> [Set problem 1]:
Return the part of the home town map thread between "# Community Participation" and "sounds interesting !", inclusive.
> [Set problem 2]:
In the home town map thread, shorten the paragraph that begins "Take a map of your home town" while keeping its main facts.
> [Set problem 3]:
Continue the home town map thread from the point where it stops.

> [Text block]:
========================

# Community Participation > Mapping Challenge Suggestions >  Create a City Map based on your Home Town

## Jerron

Take a map of your home town and transfer it (or parts of it) into a fantasy/sci-fi/whatever setting. Think about some relevant or prominent features and try to figure out what those things would be in an other world or time.

Does this sound like fun to you?  :Wink:

----------


## Rubikia

This sounds interesting ! 
I know this might seem weird, but in my dreams, my hometown appears quite a lot (some how in a consistant fashion) but is reasonably different from how it is in real life. I've always intended to actaully make a map of it just to make a record of how it looks, maybe some kind of alt-world type thing  :Very Happy:

----------


## Voolf

Yes!
I am thinking about it from time to time. I definately want to map my hometown or at least part of it. I will do it someday, even it it is not a challange  :Smile:

----------


## RenflowerGrapx

I live in a rural area at the feet of famous hills of the region. it is a place for wine and small rivers. I don't like draw hills, it might be an excuse to apply  :Razz:

----------


## aeshnidae

I was literally coming to this forum to suggest a home town (interpreted however you want) map!  :Laughing:

----------


## Jerron

> I was literally coming to this forum to suggest a home town (interpreted however you want) map!

========================

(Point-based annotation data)
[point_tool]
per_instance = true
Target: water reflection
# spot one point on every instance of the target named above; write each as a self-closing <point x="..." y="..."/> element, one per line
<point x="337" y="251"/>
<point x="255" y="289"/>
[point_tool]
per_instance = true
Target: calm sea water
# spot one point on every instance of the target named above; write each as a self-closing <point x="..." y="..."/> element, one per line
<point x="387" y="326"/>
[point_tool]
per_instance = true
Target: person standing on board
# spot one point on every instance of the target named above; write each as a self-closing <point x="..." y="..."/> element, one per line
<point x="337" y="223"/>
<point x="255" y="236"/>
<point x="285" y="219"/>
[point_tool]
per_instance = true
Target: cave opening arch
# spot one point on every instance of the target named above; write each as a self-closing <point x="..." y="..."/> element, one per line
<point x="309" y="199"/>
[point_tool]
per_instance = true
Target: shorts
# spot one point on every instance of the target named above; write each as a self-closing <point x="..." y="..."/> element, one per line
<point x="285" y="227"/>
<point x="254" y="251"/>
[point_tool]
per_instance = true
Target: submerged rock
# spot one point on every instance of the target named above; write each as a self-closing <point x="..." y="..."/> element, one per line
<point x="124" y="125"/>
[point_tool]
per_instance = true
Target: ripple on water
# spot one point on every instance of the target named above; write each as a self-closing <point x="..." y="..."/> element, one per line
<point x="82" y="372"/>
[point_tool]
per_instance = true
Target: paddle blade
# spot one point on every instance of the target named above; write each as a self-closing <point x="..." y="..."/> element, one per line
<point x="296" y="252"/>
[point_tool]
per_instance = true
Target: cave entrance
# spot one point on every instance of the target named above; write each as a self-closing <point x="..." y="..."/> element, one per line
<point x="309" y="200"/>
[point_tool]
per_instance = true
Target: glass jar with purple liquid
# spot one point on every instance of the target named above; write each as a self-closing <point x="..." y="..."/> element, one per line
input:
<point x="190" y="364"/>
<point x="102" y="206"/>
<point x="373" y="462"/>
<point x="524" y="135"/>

========================

> [Output 1]:
# Community Participation > Mapping Challenge Suggestions >  Create a City Map based on your Home Town

## Jerron

Take a map of your home town and transfer it (or parts of it) into a fantasy/sci-fi/whatever setting. Think about some relevant or prominent features and try to figure out what those things would be in an other world or time.

Does this sound like fun to you?  :Wink:

----------


## Rubikia

This sounds interesting !

> [Output 2]:
Take a map of your home town, or part of it, and move it into a fantasy, sci-fi or other setting by working out what its relevant or prominent features would become in another world or time.

> [Output 3]:
Well... two simple minds make one genious thought.  :Wink:

----------


## Adfor

I had a suggestion just the other day about doing just this idea for my home town, since it was voted number 1 cutest town in America at one point (no joke). Prints of it could easily sell at the festival they throw every year in October. I may just have to do this!

----------


## Tiana

> This sounds interesting ! 
> I know this might seem weird, but in my dreams, my hometown appears quite a lot (some how in a consistant fashion) but is reasonably different from how it is in real life. I've always intended to actaully make a map of it just to make a record of how it looks, maybe some kind of alt-world type thing


Ditto, though I haven't thought of mapping it, I just bemuse myself with the notion that I exist concurrently in an alternative Winnipeg, or that I'm remembering a past life home city and just assigning it to Winnipeg because I live here now. I might participate in this challenge, though I've already got a fantasy version of a section of Winnipeg in my portfolio.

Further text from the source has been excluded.